-- SHORT PROBLEM --
Quote everything from "How this discovery" down to "a constant temperature." in the passage on the K2-18b discovery.

-- SELECTED EXTRACT --

————————

How this discovery impacts our understanding of life elsewhere in the universe
The discovery of DMS in the atmosphere of K2-18b makes us rethink what we used to see as an “ideal” atmosphere for life. It proves that life could thrive in places that we previously thought were unsuitable. For instance, DMS, a compound related to living things on Earth, could mean that atmospheres with a lot of hydrogen or other gases, like K2-18b, might also have life. It broadens our concepts of what makes a place livable beyond just Earth-like conditions. Ideal conditions could occur in varying states over time, so scientists must not limit their search for life to exoplanets with smaller atmospheres or those that maintain a constant temperature.
Possible budgetary change and mission focus for further space research
This could start a budget change and mission possibility in the future for exoplanets that appear to have signs of life. For instance, future missions may focus on these water worlds with thick hydrogen atmospheres as their signs of life.

————————

-- SUPPLIED ENTRIES --
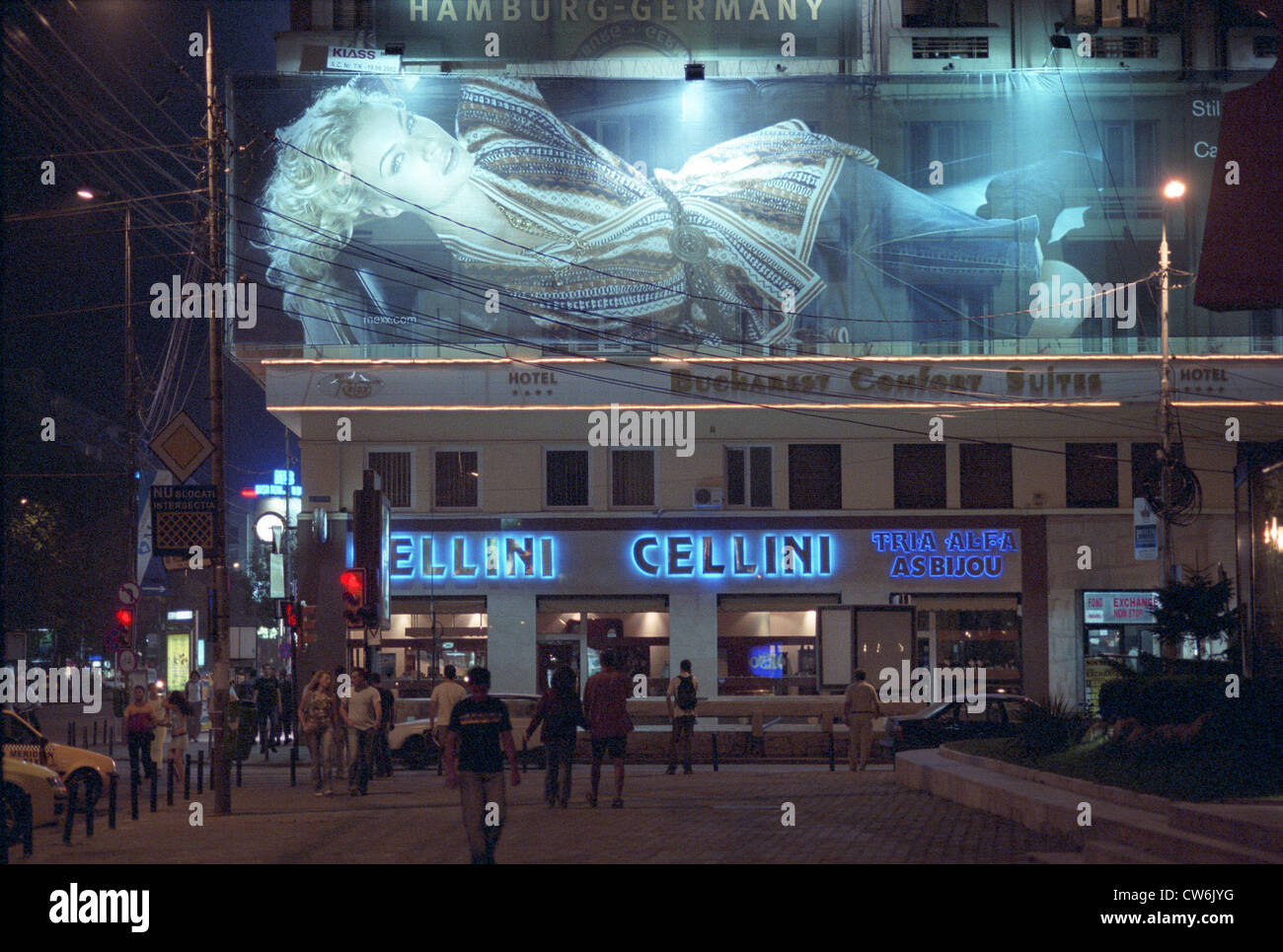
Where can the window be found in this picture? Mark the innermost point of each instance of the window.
(1091, 475)
(815, 476)
(456, 478)
(748, 476)
(986, 475)
(394, 475)
(945, 13)
(920, 476)
(632, 477)
(1266, 330)
(566, 476)
(1111, 13)
(962, 146)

————————

-- ANSWER TO THE PROBLEM --
How this discovery impacts our understanding of life elsewhere in the universe
The discovery of DMS in the atmosphere of K2-18b makes us rethink what we used to see as an “ideal” atmosphere for life. It proves that life could thrive in places that we previously thought were unsuitable. For instance, DMS, a compound related to living things on Earth, could mean that atmospheres with a lot of hydrogen or other gases, like K2-18b, might also have life. It broadens our concepts of what makes a place livable beyond just Earth-like conditions. Ideal conditions could occur in varying states over time, so scientists must not limit their search for life to exoplanets with smaller atmospheres or those that maintain a constant temperature.